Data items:
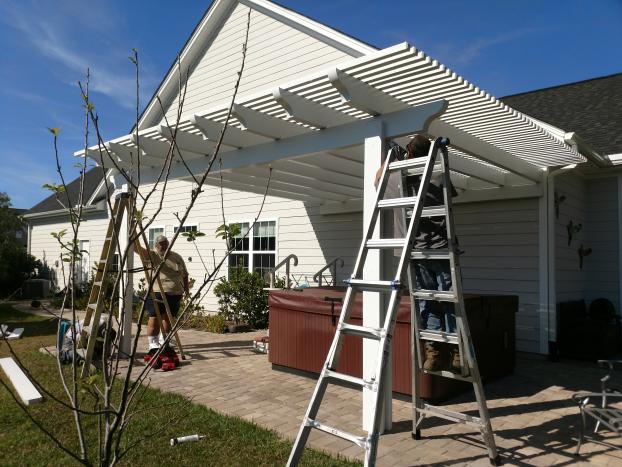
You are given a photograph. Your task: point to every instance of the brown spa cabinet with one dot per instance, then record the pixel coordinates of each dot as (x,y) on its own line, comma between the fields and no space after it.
(303,323)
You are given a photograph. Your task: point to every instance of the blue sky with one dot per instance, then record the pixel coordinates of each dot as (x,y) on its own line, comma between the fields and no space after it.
(502,46)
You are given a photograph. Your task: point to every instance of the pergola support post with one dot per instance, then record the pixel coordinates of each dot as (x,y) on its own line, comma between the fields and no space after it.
(374,306)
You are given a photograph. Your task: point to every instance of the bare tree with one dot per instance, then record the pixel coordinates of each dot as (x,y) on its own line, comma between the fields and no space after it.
(112,395)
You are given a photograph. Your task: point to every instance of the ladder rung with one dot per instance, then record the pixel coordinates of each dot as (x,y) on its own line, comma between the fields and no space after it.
(360,382)
(441,253)
(363,331)
(408,202)
(363,284)
(408,164)
(385,243)
(435,295)
(433,211)
(448,374)
(439,336)
(360,441)
(457,417)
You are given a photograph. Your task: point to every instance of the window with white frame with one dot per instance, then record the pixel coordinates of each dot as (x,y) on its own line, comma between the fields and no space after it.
(186,228)
(256,250)
(153,233)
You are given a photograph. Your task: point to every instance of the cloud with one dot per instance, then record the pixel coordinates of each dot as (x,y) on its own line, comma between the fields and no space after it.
(60,36)
(452,54)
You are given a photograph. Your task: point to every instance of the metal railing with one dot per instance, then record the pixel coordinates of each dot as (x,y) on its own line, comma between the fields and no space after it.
(287,264)
(318,277)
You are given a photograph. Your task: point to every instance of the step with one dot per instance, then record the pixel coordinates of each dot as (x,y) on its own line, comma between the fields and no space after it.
(434,211)
(439,336)
(457,417)
(385,243)
(435,295)
(441,253)
(360,441)
(363,331)
(408,164)
(389,203)
(358,382)
(448,375)
(382,286)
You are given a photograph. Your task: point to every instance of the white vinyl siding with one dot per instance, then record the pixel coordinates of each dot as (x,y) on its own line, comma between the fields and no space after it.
(602,266)
(570,277)
(47,249)
(500,241)
(276,53)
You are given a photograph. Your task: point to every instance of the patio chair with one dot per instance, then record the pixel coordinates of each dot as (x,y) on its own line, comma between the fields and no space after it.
(595,405)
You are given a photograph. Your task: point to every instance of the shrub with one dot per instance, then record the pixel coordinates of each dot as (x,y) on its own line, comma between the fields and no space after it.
(242,298)
(209,323)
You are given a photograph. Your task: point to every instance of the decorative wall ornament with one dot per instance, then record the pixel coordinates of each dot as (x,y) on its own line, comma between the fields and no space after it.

TASK DESCRIPTION: Repeat every record exactly, but not the pictures.

EXPECTED OUTPUT:
You are given a photograph. Your task: point to every instance of the brown spa cabinet with one dot per instance, then record the pixel coordinates of each dot as (x,y) on its own line, comma between the fields and no space after it.
(303,323)
You are given a photograph. Your task: point to every instance of the blue sky with one dot per instance, then record the pixel coordinates of each dot as (x,y) on its own line, comma between the fields and no space after it.
(502,46)
You are given a photograph. Your task: point to every instance of the pergola support post with one dot per instance, then record the pixel coordinates of each dot as (x,y) on its own line, comma between the fields and no space after it.
(374,306)
You are given a photograph. Your task: point to every instance of the bare tree with one dot per instance, then record the pixel coordinates of each dot as (x,y) on its own line, comma between the fields and no space after it.
(112,395)
You are given a photograph. Your task: point to every instance of the ladder rung with one dot per instance, then record the pixel coordinates of each dot as (x,y) on its own line, comma between the fields and no space after it.
(360,382)
(441,253)
(363,331)
(408,202)
(363,284)
(408,164)
(385,243)
(435,295)
(433,211)
(448,374)
(439,336)
(360,441)
(457,417)
You are given a photograph. Your task: point to every instance of the window with white frame with one dot per instance, then record the pixel coordinates of each dot as (x,y) on its own line, comma between the fields and no space after it.
(186,228)
(256,250)
(153,233)
You are given a photograph. Your task: point to every instance of the cloud with one dot per instance, then record the pixel coordinates of each dot as (x,y) on its own line, comma between the fields and no space after it.
(60,36)
(452,54)
You are given a photograph. Your task: point to every instance of the metal railing with one dot per instance, then record the pixel coordinates of each dot as (x,y) on its own line, comma between the fields and no space after it.
(287,264)
(318,277)
You are given a photograph. Your task: point to every instance of the step with one dot per instance, then record the pixel coordinates of each dot as (x,y) on its own line, comma between the fields and no space after it.
(434,211)
(439,336)
(457,417)
(385,243)
(435,295)
(441,253)
(360,441)
(363,331)
(408,164)
(389,203)
(358,382)
(448,375)
(382,286)
You are given a photograph. Your task: point to every instance of the white vinyl siding with one dot per instance, then record the pixel coordinates of each dot as (x,y) on its own line, comma between the fields and no space after it.
(602,266)
(570,277)
(47,249)
(500,241)
(276,53)
You are given a photograph. Your task: point to every instance of the patio chair with one dot per instance, then record the pixel coordinates of each dot as (x,y) on its own line, comma between the fields and no space after it.
(595,405)
You are given a photograph. Your task: point to every instance of the shrub with one dot per instance, then record the pixel coordinates of each dot as (x,y) on its own line, comma between the fields and no space after it.
(242,298)
(209,323)
You are given a photograph. Your task: point to every instance of the decorative wall ornament with one dot per instance, then record the pixel coordinates of each dot as (x,y) on its own line, comma between the fields and no space after it.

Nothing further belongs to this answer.